**Instructions to follow:** Continue the kernel mailing-list reply about infinite looping in __offline_pages, starting right after its final line.

**Article:**
'''
Re: Infinite looping observed in __offline_pages

From: Michal Hocko
Date: Wed Aug 01 2018 - 07:20:46 EST


On Wed 01-08-18 21:09:39, Michael Ellerman wrote:
> Michal Hocko <mhocko@xxxxxxxxxx> writes:
> > On Wed 25-07-18 13:11:15, John Allen wrote:
> > [...]
> >> Does a failure in do_migrate_range indicate that the range is unmigratable
> >> and the loop in __offline_pages should terminate and goto failed_removal? Or
> >> should we allow a certain number of retrys before we
> >> give up on migrating the range?
> >
> > Unfortunatelly not. Migration code doesn't tell a difference between
> > ephemeral and permanent failures.
>
> What's to stop an ephemeral failure happening repeatedly?
'''
**Supplied records:**
'''
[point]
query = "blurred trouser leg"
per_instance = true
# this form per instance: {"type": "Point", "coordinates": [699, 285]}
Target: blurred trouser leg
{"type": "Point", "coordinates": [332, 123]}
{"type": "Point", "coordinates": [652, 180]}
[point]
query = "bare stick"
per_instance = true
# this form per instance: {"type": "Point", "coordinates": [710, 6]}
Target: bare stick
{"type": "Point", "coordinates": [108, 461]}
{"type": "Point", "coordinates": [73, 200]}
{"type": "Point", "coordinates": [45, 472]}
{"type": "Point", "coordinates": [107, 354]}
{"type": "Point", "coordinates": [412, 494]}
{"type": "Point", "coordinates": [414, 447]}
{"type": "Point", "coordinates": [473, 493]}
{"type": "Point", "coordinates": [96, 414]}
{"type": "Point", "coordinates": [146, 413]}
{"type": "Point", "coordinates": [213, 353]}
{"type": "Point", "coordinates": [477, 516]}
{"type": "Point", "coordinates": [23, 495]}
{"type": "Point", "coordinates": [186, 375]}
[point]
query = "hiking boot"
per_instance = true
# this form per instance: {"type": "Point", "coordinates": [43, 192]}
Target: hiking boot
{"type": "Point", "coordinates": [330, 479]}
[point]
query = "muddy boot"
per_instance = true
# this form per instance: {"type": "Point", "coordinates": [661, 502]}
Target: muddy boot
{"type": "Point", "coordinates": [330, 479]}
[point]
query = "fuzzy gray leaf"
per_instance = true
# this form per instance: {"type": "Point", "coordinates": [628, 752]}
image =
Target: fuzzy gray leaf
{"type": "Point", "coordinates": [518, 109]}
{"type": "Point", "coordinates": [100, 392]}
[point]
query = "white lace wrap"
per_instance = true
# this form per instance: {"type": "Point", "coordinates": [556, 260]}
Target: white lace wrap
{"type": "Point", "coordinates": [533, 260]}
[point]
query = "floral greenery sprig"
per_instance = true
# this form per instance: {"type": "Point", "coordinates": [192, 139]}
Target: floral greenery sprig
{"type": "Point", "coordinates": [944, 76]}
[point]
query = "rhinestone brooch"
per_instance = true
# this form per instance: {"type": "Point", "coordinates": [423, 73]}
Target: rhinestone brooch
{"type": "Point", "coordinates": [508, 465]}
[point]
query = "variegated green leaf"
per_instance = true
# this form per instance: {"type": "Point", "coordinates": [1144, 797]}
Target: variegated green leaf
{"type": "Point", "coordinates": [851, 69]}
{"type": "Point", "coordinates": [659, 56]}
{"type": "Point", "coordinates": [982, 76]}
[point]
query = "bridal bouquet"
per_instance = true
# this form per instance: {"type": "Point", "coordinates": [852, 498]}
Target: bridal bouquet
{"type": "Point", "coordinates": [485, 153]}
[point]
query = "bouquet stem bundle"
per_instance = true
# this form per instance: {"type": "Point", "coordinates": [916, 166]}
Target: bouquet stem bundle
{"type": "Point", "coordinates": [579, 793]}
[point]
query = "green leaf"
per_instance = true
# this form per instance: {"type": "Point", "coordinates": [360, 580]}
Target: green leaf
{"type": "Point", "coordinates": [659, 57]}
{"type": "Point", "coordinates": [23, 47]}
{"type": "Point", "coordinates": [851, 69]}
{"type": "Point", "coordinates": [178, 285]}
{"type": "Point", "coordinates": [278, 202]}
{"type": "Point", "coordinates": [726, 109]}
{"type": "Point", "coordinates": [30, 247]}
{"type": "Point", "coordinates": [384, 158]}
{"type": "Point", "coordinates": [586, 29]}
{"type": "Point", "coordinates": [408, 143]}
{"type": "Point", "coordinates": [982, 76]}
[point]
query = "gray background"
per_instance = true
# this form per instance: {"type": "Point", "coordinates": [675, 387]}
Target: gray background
'''
**The reply:**
If there is a short term pin on the page that prevents the migration
then the holder of the pin should realease it and the next retry will
succeed the migration. If the page gets freed on the way then it will
not be reallocated because they are isolated already. I can only see
complete OOM to be the reason to fail allocation of the target place
as the migration failure and that is highly unlikely and sooner or later
trigger the oom killer and release some memory.

The biggest problem here is that we cannot tell ephemeral and long term
pins...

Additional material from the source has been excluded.